[Records excerpted from a collection]
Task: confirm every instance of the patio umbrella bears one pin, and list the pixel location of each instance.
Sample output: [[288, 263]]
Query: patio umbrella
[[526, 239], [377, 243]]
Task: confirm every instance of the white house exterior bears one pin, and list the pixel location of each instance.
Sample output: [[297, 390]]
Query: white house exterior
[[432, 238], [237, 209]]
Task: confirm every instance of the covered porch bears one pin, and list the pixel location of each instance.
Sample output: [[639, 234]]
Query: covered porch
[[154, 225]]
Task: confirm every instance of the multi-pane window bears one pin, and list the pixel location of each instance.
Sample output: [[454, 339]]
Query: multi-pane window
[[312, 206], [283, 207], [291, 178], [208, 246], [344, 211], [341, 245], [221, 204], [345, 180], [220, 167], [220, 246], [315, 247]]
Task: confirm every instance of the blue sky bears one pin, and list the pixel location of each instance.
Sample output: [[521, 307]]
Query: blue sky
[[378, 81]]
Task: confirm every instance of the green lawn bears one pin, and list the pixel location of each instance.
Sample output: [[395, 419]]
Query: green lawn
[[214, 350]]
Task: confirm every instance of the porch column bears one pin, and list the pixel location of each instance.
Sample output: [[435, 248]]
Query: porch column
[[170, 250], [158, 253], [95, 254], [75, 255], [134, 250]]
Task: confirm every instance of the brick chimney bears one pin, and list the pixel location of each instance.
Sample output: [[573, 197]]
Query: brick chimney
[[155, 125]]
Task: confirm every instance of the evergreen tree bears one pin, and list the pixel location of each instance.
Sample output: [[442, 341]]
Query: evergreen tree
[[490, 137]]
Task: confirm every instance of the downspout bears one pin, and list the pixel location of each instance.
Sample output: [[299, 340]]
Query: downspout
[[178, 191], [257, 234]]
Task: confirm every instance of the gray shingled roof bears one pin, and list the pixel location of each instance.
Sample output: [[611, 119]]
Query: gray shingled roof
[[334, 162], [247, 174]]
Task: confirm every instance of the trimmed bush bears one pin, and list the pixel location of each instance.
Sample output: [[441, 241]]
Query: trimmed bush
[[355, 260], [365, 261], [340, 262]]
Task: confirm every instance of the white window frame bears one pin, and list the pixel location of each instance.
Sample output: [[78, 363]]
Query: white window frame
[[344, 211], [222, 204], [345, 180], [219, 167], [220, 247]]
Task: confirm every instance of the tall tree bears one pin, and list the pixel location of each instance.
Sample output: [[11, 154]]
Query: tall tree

### DIRECTIONS
Copy the records from the line with "Task: confirm every instance of the evergreen" through the end of the records, requests included. Multiply each pixel coordinate in the answers by 0.9 and round to the nearest whole number, rounding halves up, but leave the numbers in the requests and their sample outputs unchanged.

### COMPLETED EXERCISE
Task: confirm every instance of the evergreen tree bears one pin, and list the pixel location of each instance.
Sample output: [[442, 341]]
Query: evergreen tree
[[441, 123]]
Task: confirm every instance of the downspout bears one pin, and list the pixel location of each instance.
Sample output: [[299, 340]]
Query: downspout
[[160, 172], [231, 211]]
Task: confirm every instance of the gray shingled roof bears one pin, and list the pixel location of each instance.
Sample output: [[611, 119]]
Query: gray shingled roof
[[301, 146], [222, 157]]
Task: confirm every instance of the trimmed bush bears one pin, and list the pixel location of each instance.
Sample output: [[441, 241]]
Query: trimmed bush
[[320, 234], [329, 235], [306, 236]]
Task: confirm every instance of the white window frame bears one pin, and list the pixel location of each instance.
Sample output: [[78, 363]]
Query: white window frame
[[310, 190], [200, 184], [311, 162], [197, 150], [198, 222]]
Task: confirm every instance of the tall tree bears one pin, and list the pixel location of each instance.
Sample output: [[11, 154]]
Query: tall tree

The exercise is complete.